— START —

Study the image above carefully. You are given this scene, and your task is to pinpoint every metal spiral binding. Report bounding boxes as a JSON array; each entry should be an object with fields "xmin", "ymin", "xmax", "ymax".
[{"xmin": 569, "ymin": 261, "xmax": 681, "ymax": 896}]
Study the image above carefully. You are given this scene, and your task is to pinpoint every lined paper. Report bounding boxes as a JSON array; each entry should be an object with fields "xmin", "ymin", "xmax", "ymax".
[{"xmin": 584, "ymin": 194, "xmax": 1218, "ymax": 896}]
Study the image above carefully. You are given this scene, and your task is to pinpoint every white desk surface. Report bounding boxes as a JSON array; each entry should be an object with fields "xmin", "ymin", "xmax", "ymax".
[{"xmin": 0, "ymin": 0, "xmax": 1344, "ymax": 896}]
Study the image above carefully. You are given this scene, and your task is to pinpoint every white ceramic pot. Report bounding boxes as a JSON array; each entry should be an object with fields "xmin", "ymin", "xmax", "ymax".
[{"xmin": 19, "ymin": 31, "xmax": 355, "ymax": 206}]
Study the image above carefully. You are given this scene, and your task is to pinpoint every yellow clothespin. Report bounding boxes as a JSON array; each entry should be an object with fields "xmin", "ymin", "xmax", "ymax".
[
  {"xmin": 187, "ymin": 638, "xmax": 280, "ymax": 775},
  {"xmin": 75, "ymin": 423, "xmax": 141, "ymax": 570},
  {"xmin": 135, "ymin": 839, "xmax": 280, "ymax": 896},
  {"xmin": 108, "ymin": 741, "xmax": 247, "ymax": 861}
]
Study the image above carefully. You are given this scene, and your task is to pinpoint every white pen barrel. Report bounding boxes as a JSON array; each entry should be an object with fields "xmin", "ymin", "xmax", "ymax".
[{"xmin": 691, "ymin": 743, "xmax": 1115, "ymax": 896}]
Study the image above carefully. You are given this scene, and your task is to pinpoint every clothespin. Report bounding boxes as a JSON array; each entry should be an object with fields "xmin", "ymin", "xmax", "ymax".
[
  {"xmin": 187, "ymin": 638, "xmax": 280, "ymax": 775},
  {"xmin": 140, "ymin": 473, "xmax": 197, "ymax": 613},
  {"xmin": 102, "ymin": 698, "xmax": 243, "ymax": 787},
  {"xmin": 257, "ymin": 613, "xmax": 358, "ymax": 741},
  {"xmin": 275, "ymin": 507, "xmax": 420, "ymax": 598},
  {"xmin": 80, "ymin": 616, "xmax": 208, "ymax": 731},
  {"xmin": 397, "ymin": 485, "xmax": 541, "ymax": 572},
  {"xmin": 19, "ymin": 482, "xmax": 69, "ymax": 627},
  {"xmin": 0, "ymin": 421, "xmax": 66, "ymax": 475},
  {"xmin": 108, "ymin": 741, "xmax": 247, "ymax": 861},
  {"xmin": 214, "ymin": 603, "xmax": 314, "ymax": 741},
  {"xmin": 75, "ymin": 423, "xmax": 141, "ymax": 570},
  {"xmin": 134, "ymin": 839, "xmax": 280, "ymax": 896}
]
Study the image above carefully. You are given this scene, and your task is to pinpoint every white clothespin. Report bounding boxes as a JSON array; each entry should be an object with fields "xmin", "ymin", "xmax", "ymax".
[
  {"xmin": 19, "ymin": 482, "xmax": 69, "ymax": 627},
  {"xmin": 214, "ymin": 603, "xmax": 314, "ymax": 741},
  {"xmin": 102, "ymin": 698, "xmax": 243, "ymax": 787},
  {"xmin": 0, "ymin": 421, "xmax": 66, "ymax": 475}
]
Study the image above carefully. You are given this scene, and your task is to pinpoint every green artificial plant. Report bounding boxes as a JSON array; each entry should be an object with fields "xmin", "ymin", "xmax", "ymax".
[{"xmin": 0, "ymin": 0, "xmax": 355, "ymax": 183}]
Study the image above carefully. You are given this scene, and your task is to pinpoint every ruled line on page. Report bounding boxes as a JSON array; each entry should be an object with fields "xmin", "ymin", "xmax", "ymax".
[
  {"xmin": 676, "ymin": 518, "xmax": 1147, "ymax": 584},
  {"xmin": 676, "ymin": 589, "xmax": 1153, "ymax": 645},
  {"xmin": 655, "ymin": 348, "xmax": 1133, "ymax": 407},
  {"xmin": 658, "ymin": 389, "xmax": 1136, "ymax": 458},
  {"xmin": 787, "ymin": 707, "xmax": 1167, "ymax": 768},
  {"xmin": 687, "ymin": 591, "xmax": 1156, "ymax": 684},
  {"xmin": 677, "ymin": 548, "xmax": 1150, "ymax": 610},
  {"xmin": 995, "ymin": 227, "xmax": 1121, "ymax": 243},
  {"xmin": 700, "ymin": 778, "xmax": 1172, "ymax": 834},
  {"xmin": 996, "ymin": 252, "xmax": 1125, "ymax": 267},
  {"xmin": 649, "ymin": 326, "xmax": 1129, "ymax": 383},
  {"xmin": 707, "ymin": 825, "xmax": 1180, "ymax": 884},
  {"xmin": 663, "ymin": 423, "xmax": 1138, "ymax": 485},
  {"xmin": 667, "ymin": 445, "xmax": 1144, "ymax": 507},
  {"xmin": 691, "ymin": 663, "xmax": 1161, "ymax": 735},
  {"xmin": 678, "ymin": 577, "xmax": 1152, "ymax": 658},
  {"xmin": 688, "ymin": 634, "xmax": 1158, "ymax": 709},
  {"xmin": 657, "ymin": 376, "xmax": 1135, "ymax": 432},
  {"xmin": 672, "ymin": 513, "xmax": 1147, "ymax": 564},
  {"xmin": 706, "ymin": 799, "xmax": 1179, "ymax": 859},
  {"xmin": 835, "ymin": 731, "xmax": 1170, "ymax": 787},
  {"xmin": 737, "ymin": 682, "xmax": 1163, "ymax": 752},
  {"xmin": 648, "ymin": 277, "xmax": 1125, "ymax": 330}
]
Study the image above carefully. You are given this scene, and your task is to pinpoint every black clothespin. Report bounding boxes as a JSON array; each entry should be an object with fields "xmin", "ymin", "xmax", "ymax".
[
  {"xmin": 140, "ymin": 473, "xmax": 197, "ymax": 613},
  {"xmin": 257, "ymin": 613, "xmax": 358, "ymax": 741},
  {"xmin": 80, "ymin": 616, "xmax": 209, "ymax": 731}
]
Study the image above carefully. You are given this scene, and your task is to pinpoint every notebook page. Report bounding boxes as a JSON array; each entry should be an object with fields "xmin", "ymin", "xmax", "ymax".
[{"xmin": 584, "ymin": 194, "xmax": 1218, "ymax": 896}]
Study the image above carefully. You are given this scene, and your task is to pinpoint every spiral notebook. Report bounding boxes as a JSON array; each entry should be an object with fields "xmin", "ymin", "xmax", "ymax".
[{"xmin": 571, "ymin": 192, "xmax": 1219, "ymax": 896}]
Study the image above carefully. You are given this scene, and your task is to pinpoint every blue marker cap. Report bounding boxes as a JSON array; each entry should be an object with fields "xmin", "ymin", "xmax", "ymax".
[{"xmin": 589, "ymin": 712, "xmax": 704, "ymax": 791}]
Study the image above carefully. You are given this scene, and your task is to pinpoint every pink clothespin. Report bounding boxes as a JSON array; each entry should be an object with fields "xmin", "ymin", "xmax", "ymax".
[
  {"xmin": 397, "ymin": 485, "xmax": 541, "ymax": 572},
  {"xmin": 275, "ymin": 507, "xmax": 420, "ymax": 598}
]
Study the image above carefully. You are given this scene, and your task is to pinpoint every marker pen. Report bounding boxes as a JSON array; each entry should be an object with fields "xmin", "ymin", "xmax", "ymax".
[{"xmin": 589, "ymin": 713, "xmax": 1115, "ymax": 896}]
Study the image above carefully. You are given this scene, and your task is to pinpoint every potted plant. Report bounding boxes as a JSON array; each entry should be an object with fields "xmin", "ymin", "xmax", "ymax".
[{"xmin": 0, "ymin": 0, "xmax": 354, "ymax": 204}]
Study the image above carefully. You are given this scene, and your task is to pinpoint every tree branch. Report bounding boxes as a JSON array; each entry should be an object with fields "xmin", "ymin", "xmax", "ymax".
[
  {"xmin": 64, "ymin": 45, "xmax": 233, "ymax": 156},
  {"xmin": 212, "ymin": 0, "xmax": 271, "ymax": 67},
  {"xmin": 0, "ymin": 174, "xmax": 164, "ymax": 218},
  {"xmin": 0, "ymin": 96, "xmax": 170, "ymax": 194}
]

— END —

* **Task statement**: Please copy out, character for character, every line from the one containing "pinpoint every potted" through the last line of the rows above, with both ends included.

* **Task response**:
Study the image above carefully. You are given this scene, and your task is to pinpoint every potted plant. Report bounding boxes as a JSON array; each entry should be an object with fields "xmin", "ymin", "xmax", "ymax".
[{"xmin": 0, "ymin": 0, "xmax": 354, "ymax": 204}]
Study the image above carefully. You are given this scene, and your task is to pinpoint every tree branch. Report bounding boxes as a JSON array; each entry should be an object with fields "xmin", "ymin", "xmax", "ymax".
[
  {"xmin": 64, "ymin": 45, "xmax": 233, "ymax": 156},
  {"xmin": 212, "ymin": 0, "xmax": 271, "ymax": 67},
  {"xmin": 0, "ymin": 174, "xmax": 164, "ymax": 218},
  {"xmin": 0, "ymin": 96, "xmax": 170, "ymax": 194}
]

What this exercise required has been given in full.